§ STUDY MATERIAL:

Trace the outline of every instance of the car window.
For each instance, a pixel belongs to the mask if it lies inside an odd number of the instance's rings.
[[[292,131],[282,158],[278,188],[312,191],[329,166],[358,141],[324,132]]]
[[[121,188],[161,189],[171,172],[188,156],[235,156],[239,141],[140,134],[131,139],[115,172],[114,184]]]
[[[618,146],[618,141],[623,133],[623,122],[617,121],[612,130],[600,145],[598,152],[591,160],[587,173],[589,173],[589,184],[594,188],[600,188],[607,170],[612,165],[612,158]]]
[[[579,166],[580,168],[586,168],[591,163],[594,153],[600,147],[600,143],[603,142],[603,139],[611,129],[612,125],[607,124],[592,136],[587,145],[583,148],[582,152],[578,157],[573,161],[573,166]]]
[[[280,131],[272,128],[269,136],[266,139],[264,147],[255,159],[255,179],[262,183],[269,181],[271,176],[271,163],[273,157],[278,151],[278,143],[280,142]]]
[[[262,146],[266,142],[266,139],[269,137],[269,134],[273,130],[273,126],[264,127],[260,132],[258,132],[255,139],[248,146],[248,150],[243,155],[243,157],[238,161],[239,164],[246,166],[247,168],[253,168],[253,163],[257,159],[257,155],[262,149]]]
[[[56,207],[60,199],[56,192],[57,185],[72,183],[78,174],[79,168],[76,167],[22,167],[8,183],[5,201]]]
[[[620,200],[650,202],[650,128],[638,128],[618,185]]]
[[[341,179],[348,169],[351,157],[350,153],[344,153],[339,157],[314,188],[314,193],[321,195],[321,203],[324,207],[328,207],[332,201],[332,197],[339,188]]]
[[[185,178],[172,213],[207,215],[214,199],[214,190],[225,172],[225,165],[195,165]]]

--

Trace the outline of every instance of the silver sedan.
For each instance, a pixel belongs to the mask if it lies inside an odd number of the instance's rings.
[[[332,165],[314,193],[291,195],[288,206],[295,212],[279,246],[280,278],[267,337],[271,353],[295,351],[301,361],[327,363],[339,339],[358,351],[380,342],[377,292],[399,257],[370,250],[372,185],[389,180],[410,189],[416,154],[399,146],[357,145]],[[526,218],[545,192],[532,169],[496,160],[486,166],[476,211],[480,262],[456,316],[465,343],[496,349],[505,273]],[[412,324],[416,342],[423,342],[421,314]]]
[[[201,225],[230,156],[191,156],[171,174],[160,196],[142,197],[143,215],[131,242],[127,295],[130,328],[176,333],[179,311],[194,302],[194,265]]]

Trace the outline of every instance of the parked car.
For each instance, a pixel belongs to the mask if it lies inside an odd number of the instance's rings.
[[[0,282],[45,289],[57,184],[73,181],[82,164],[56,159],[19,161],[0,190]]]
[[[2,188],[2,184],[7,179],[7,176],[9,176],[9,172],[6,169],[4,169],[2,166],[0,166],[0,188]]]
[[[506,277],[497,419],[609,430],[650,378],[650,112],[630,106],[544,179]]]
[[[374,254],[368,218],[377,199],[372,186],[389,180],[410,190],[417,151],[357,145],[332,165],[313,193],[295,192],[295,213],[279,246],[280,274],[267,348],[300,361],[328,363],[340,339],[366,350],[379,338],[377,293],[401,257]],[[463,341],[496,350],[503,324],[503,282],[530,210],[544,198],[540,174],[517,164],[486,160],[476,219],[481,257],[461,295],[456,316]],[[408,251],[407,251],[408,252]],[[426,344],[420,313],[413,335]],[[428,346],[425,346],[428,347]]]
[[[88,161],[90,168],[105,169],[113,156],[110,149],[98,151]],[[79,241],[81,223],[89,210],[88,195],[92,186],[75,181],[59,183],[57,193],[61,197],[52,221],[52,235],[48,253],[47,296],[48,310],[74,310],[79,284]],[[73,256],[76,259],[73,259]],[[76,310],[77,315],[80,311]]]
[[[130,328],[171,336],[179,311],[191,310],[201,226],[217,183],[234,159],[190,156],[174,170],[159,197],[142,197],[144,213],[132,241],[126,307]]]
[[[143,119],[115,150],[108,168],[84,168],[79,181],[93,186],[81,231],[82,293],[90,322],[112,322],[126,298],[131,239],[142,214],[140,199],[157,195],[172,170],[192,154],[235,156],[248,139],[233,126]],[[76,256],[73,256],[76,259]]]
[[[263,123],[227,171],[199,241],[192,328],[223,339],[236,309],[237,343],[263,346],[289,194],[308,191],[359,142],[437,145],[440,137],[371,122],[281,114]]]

§ WHAT IS BEING ASKED:
Using the material above, transcribe exactly the lines from the line with "Trace the outline of every instance of the silver" to the line with "Trace the outline of every instance of the parked"; both count, and nothing else goes in.

§ SOLVED EXERCISE:
Trace the outline of every instance of the silver sedan.
For each instance, a pixel belongs to the mask if it lies inside an odd number of the instance's rings.
[[[332,165],[314,193],[291,195],[288,206],[295,212],[279,246],[280,278],[267,337],[271,353],[295,351],[301,361],[327,363],[339,339],[358,351],[380,342],[377,292],[399,257],[370,250],[372,185],[389,180],[410,189],[416,154],[399,146],[357,145]],[[526,218],[545,192],[532,169],[496,160],[486,166],[476,211],[480,262],[456,316],[465,343],[496,349],[505,273]],[[412,324],[416,342],[423,342],[421,314]]]
[[[201,225],[230,156],[191,156],[171,174],[160,196],[142,197],[143,215],[131,242],[127,295],[130,328],[176,333],[179,311],[194,302],[194,265]]]

Trace the outline of every instance of the parked car.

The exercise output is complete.